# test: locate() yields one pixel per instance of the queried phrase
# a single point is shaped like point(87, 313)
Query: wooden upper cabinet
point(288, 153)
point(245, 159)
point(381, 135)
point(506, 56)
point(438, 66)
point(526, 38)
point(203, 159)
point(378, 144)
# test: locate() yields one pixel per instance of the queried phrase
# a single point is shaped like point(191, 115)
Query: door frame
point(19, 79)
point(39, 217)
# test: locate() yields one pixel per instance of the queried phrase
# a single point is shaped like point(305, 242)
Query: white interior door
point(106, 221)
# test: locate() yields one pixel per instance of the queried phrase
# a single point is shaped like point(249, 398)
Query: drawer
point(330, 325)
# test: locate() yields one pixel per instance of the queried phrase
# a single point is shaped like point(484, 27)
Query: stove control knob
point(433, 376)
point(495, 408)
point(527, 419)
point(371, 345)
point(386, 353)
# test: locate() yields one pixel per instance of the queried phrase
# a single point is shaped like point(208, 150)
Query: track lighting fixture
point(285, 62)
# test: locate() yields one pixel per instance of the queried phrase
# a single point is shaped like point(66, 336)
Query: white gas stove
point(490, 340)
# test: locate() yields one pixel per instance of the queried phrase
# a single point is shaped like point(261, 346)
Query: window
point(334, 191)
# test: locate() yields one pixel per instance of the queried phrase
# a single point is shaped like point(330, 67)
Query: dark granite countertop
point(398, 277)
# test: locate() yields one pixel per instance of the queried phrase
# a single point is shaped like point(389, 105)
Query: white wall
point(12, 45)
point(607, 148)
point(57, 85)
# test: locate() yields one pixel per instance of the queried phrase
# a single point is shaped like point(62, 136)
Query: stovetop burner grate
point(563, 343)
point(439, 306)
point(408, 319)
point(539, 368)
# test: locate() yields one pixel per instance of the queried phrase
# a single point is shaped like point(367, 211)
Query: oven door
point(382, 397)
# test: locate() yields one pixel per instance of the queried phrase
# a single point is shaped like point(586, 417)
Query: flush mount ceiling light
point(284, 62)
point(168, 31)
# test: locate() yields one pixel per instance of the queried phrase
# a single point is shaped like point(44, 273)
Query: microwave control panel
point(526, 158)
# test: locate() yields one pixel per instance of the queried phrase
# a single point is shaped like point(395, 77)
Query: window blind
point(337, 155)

====================

=== WHAT YOU HAVE TO DO ===
Copy out every entry again, exactly as it was given.

=== EXPECTED ANSWER ===
# test: locate() yields one pixel per instance of the queried phrase
# a single point is shaped like point(87, 313)
Query: wooden upper cabinet
point(288, 153)
point(245, 159)
point(381, 135)
point(506, 56)
point(438, 66)
point(526, 38)
point(203, 159)
point(378, 144)
# test: locate() yields one pixel per instance of the queried phrase
# a single point is shaped like point(191, 115)
Query: door frame
point(19, 79)
point(39, 217)
# test: locate() yields one pixel per instance of the queried phrase
# a single point is shaped like point(305, 242)
Query: white interior door
point(106, 221)
# test: locate() yields one pixel per instance of the queried phrase
# a single point is shaped like point(249, 398)
Query: drawer
point(330, 325)
# test: locate() yields one pixel per instance of the queried phrase
# a single point is shaped like point(484, 27)
Query: stove control knob
point(433, 376)
point(495, 408)
point(527, 419)
point(371, 345)
point(386, 353)
# test: locate() yields one pixel per instance of the queried phrase
# a single point is shaped like point(208, 150)
Query: track lighting fixture
point(285, 62)
# test: locate() yields one pixel per instance of the queried phrase
# a single point is shaped like point(66, 336)
Query: white gas stove
point(490, 340)
# test: locate() yields one pixel per instance of the queried phrase
# a single point is shaped like point(261, 346)
Query: window
point(334, 191)
# test: locate() yields one pixel per instance of the queried phrase
# a single point is shaped like point(330, 67)
Query: dark granite countertop
point(398, 277)
# test: locate() yields one pixel per instance of the queried phrase
# a single point is shaped like point(389, 105)
Query: white wall
point(12, 45)
point(607, 148)
point(57, 85)
# test: locate() yields one pixel per instance of the queried phrase
# a single point is shaped like point(62, 136)
Query: stovetop burner grate
point(563, 343)
point(439, 306)
point(408, 319)
point(539, 368)
# test: locate() yields one pixel per instance of the queried phrase
# a single point is shaped like point(367, 211)
Query: oven door
point(382, 397)
# test: locate() yields one pixel per instance of the queried phrase
# a single point is shaped like point(586, 417)
Query: flush mount ceiling light
point(284, 62)
point(168, 31)
# test: locate() yields one pixel per instance of the queried phrase
# a single point is shaped like point(44, 273)
Query: microwave control panel
point(526, 158)
# test: locate() yields one pixel per instance of the queried phrase
# a single point is shaped like point(395, 77)
Query: window blind
point(337, 155)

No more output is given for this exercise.